[Text provided]
____________________
7. Discuss with Neighbouring Departments on Mutual Aid of Staff

Departments must also prepare a plan for help in place. They must communicate with the state, federal, and local healthcare coalitions, as well as local public health organizations. This will help them prepare additional HCP in case a crisis does arise. Large departments may be able to access cadets of personal in training for additional support. Another option is using existing mutual aid agreements for firefighters and paramedics.

8. Use recently retired to fill in fire department staffing emergency gaps

Should departments fall severely short of staff if the virus spreads further, it will help to establish a call-back system for the recently retired members.  Allowing the recently retired individuals would increase their risk of infection, however, they would increase staffing to safe levels. Set some minimum requirements when asking for retired volunteers to help, including an age cut-off and sound health status. This is a risk versus benefit situation for both the individual and the department. Departments could deliver a quick refresher for the experienced members to launch them into duty right away. EMT and Paramedic refreshers may be completed completely online.

Firefighters

9. Set Realistic Expectations with Department Members

At this point, it is imperative for departments to take care of their first responders and families. Setting unrealistic expectations, such as mandatory attendance even if a worker displays any slight symptom, expecting workers to put in extra hours due to staff shortage, and others are unjustified. Each department needs to understand what is realistic for them on a daily-weekly basis.

The departments must address the individual members while recognizing the strain upon them in such crucial times. Hazard pay and additional benefits should be part of the compensation plan, be careful not to alienate employees during a time of crisis.

Monitor the mental health of first responders during this time with regular checks, using a standardized approach. A mental health screening form should be completed at regular intervals as well as peer and individual consoling when appropriate.

10. Have a vaccination plan for your department

The FDA has approved one vaccine for the prevention of (SARS CoV2) COVID and the second is likely to gain approval this week. The Pfizer vaccine requires 2 doses 3 weeks apart with specific storage requirements. We have seen an amazing response from military FedEx and UPS in making the delivery of the vaccine possible. While states have different mandates, each fire department must consider staffing when scheduling vaccination. Before starting your plan consider how many people are willing to take the vaccination. As an example, we will use a department with 100 members. Individuals with a history of anaphylaxis or pregnant patients should not take the vaccine. Some members will decline for various reasons. If 60 people are signed up, schedule in 1/3 increments, more than 1/3 of a shift should take the vaccine at the same time. This will reduce fire department staffing shortages in the event of vaccine reactions, which are unlikely.

Conclusion

The spread of the deadly pandemic has forced every organization and department to alter the course of their actions. While others could easily switch to the work-from-home model, EMS and fire departments cannot.

Fire department staffing shortages are imminent at this time. Chiefs and management can devise and implement effective strategies and policies to safeguard the health of their employees as they attend work.

Departments need to anticipate issues and have a plan ready to combat them as (before) problems arise. First responders need to have ownership in changes made by the department. Direct change without their input is likely to cause a rift and distrust between management and frontline personnel. Now is the time to devise, mobilize, and implement backup and alternative procedures for EMS and fire departments.
____________________
[Data supplied]

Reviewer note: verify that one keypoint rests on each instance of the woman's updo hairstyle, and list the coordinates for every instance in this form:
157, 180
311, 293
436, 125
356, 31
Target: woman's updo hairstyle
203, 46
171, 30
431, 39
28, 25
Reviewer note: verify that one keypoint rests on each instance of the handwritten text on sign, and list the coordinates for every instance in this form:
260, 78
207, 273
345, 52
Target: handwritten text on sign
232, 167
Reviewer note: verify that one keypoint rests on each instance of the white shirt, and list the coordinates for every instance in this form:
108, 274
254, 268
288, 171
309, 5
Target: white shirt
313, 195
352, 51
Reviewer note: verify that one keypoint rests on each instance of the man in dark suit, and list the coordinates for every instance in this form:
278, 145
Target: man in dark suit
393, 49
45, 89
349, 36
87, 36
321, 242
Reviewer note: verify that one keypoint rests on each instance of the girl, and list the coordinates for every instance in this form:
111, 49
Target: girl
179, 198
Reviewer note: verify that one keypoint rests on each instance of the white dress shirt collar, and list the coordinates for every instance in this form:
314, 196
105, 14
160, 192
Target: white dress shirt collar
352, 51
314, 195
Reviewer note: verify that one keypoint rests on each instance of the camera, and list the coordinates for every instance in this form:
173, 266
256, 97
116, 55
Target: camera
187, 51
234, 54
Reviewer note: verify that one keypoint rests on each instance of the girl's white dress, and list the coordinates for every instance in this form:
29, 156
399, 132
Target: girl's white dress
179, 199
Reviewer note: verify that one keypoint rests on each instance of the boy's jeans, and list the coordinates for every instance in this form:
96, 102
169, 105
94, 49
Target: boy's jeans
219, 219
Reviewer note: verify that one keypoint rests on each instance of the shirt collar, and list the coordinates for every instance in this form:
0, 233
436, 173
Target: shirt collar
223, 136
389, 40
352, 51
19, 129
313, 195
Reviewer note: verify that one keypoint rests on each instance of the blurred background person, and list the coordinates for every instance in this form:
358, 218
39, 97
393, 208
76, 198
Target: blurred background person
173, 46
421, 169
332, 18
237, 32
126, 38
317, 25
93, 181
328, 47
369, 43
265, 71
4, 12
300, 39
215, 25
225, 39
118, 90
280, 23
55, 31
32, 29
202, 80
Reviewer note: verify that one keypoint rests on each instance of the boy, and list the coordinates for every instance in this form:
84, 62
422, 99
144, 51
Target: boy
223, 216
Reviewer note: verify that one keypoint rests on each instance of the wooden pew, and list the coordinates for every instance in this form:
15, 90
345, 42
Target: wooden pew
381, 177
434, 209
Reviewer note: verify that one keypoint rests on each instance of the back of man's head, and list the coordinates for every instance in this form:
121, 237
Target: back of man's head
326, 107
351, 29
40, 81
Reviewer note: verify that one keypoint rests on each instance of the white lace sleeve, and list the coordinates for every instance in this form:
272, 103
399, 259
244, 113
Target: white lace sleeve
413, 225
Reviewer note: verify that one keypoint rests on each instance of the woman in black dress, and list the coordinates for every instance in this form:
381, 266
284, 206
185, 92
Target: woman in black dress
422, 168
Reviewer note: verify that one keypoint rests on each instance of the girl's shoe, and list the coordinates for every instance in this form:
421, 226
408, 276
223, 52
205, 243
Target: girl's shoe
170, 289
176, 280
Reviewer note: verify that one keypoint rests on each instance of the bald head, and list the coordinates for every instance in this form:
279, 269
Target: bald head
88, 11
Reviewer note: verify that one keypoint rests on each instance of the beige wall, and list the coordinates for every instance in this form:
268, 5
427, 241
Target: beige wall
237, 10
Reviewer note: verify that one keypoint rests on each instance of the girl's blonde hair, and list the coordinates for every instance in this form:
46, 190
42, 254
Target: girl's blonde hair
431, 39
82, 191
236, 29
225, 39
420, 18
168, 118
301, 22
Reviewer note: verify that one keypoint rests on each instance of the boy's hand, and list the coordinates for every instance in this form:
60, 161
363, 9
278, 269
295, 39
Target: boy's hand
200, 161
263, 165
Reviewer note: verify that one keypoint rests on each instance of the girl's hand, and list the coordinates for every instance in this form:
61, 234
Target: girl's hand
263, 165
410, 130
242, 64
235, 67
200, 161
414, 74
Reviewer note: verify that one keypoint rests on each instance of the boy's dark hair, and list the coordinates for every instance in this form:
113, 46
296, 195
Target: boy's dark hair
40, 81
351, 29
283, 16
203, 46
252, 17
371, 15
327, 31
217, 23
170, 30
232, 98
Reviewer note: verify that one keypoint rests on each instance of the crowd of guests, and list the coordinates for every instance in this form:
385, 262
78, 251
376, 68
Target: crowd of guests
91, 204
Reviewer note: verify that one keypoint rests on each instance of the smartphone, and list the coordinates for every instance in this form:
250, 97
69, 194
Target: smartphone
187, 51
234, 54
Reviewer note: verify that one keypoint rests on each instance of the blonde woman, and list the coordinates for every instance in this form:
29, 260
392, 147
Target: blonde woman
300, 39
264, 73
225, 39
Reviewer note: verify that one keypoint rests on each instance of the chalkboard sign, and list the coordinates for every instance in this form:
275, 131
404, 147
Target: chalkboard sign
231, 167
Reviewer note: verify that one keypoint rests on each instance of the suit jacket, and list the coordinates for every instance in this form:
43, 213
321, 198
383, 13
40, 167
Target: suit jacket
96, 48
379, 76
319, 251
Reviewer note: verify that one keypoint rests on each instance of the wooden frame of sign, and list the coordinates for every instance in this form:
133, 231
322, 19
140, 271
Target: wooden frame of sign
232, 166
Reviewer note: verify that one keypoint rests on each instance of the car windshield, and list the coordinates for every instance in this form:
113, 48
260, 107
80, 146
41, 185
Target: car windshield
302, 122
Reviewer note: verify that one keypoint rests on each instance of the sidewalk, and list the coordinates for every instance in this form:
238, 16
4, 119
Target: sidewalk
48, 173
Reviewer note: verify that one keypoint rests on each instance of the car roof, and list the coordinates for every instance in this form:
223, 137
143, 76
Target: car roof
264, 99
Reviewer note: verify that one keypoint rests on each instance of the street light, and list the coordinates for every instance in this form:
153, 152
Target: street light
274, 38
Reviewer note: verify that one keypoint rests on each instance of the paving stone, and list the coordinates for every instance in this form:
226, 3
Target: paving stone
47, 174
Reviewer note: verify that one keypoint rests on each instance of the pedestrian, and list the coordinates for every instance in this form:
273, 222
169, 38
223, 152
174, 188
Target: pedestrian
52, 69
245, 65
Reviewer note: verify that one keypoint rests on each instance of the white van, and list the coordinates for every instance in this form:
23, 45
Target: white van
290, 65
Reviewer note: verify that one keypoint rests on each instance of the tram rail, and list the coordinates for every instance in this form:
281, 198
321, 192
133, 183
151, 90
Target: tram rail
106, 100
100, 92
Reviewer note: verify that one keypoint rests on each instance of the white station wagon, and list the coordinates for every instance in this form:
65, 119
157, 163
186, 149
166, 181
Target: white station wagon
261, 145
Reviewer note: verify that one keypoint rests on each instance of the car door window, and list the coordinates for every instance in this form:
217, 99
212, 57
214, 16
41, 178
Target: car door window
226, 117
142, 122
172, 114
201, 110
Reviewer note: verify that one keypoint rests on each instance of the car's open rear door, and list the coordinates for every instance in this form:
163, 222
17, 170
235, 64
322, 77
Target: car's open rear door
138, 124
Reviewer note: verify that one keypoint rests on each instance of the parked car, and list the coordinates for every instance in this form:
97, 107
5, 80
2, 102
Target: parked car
____________________
[Your instructions] Reproduce the stretch of the fire department staffing text from "7. Discuss with" through "firefighters and paramedics.".

[Answer box]
7. Discuss with Neighbouring Departments on Mutual Aid of Staff

Departments must also prepare a plan for help in place. They must communicate with the state, federal, and local healthcare coalitions, as well as local public health organizations. This will help them prepare additional HCP in case a crisis does arise. Large departments may be able to access cadets of personal in training for additional support. Another option is using existing mutual aid agreements for firefighters and paramedics.